* BEGIN Records provided *
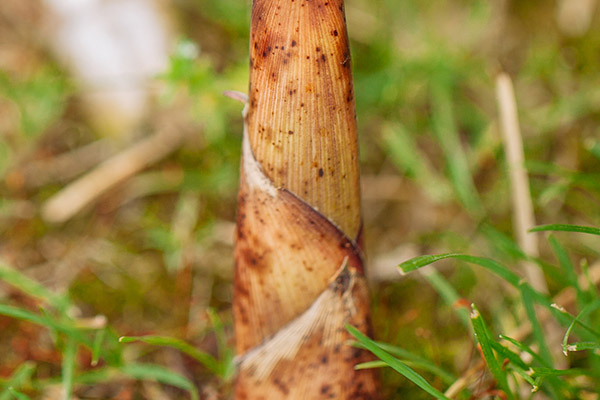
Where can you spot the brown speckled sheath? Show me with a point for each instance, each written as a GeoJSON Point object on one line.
{"type": "Point", "coordinates": [299, 271]}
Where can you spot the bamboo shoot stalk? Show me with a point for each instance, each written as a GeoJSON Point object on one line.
{"type": "Point", "coordinates": [299, 274]}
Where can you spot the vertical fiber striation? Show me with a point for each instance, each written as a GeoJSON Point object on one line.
{"type": "Point", "coordinates": [301, 117]}
{"type": "Point", "coordinates": [299, 268]}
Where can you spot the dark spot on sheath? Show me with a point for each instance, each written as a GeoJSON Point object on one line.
{"type": "Point", "coordinates": [342, 282]}
{"type": "Point", "coordinates": [282, 386]}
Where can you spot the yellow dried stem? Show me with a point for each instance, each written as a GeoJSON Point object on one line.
{"type": "Point", "coordinates": [299, 268]}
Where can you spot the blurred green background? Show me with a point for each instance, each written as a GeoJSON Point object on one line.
{"type": "Point", "coordinates": [152, 251]}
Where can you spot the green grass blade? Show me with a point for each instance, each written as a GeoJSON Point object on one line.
{"type": "Point", "coordinates": [484, 339]}
{"type": "Point", "coordinates": [567, 228]}
{"type": "Point", "coordinates": [448, 294]}
{"type": "Point", "coordinates": [68, 367]}
{"type": "Point", "coordinates": [372, 364]}
{"type": "Point", "coordinates": [586, 310]}
{"type": "Point", "coordinates": [579, 346]}
{"type": "Point", "coordinates": [18, 395]}
{"type": "Point", "coordinates": [415, 360]}
{"type": "Point", "coordinates": [542, 372]}
{"type": "Point", "coordinates": [536, 328]}
{"type": "Point", "coordinates": [226, 353]}
{"type": "Point", "coordinates": [523, 347]}
{"type": "Point", "coordinates": [44, 320]}
{"type": "Point", "coordinates": [97, 346]}
{"type": "Point", "coordinates": [444, 128]}
{"type": "Point", "coordinates": [497, 268]}
{"type": "Point", "coordinates": [394, 363]}
{"type": "Point", "coordinates": [18, 378]}
{"type": "Point", "coordinates": [160, 374]}
{"type": "Point", "coordinates": [204, 358]}
{"type": "Point", "coordinates": [565, 263]}
{"type": "Point", "coordinates": [494, 267]}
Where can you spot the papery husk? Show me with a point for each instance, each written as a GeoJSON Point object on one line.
{"type": "Point", "coordinates": [299, 275]}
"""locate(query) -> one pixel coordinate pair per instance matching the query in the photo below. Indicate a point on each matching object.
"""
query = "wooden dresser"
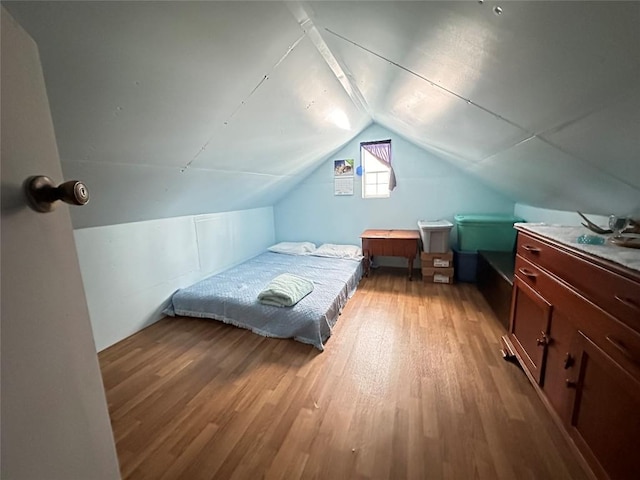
(575, 330)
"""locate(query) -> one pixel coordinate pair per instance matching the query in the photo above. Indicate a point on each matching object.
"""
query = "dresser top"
(568, 236)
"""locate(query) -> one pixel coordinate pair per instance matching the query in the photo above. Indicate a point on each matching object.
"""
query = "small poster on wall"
(343, 176)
* END Records provided *
Give all the entries again exactly, dropping each picture.

Where can you spot the brown speckled sheath? Show me with a point for each instance, each written as a GeoJSON Point object on one line.
{"type": "Point", "coordinates": [299, 271]}
Where can you spot the bamboo shoot stalk? Show me with a point for each instance, each written as a GeoJSON Point object on one line.
{"type": "Point", "coordinates": [299, 274]}
Where can you spot the vertical fiber striation? Show me with a point for each instance, each written as a GeoJSON Point object on one line.
{"type": "Point", "coordinates": [301, 117]}
{"type": "Point", "coordinates": [299, 268]}
Where can you spot the dark spot on sheath? Show me with a point for each instance, each written as a GeoJSON Point object on one line.
{"type": "Point", "coordinates": [342, 282]}
{"type": "Point", "coordinates": [282, 386]}
Where can you spot the yellow dried stem? Show me with a point for each instance, each written as a GeoJSON Point object on one line.
{"type": "Point", "coordinates": [299, 268]}
Where can you spot the blurred green background? Show me with a point for each instance, each written as a GeoJSON Point object on one line.
{"type": "Point", "coordinates": [152, 251]}
Where can you spot the green grass blade? Show me with a point for each instance, each written as a GeoJSON Point object on one line.
{"type": "Point", "coordinates": [484, 339]}
{"type": "Point", "coordinates": [567, 228]}
{"type": "Point", "coordinates": [448, 294]}
{"type": "Point", "coordinates": [68, 367]}
{"type": "Point", "coordinates": [372, 364]}
{"type": "Point", "coordinates": [586, 310]}
{"type": "Point", "coordinates": [579, 346]}
{"type": "Point", "coordinates": [18, 395]}
{"type": "Point", "coordinates": [415, 360]}
{"type": "Point", "coordinates": [542, 372]}
{"type": "Point", "coordinates": [536, 328]}
{"type": "Point", "coordinates": [226, 353]}
{"type": "Point", "coordinates": [523, 347]}
{"type": "Point", "coordinates": [44, 320]}
{"type": "Point", "coordinates": [97, 346]}
{"type": "Point", "coordinates": [444, 128]}
{"type": "Point", "coordinates": [497, 268]}
{"type": "Point", "coordinates": [394, 363]}
{"type": "Point", "coordinates": [18, 378]}
{"type": "Point", "coordinates": [160, 374]}
{"type": "Point", "coordinates": [204, 358]}
{"type": "Point", "coordinates": [565, 263]}
{"type": "Point", "coordinates": [494, 267]}
Where can you spot the papery husk? Show me with a point for each instance, each written as a GeoJSON Point object on one line.
{"type": "Point", "coordinates": [299, 275]}
"""locate(query) -> one pixel coordinate pair per instance matching the query in the photo below. Indicate a point on each matching object.
"""
query = "wooden dresser"
(575, 330)
"""locate(query) -> one pixel coordinate pair per instance matching the query in the photo above. Indicate a point on each matching object.
"""
query = "dresser top"
(568, 236)
"""locate(query) -> one pixel coordinate pair per instance matching the query in the photo above. Indicate a point on each matching object.
"""
query = "small poster on wall"
(343, 176)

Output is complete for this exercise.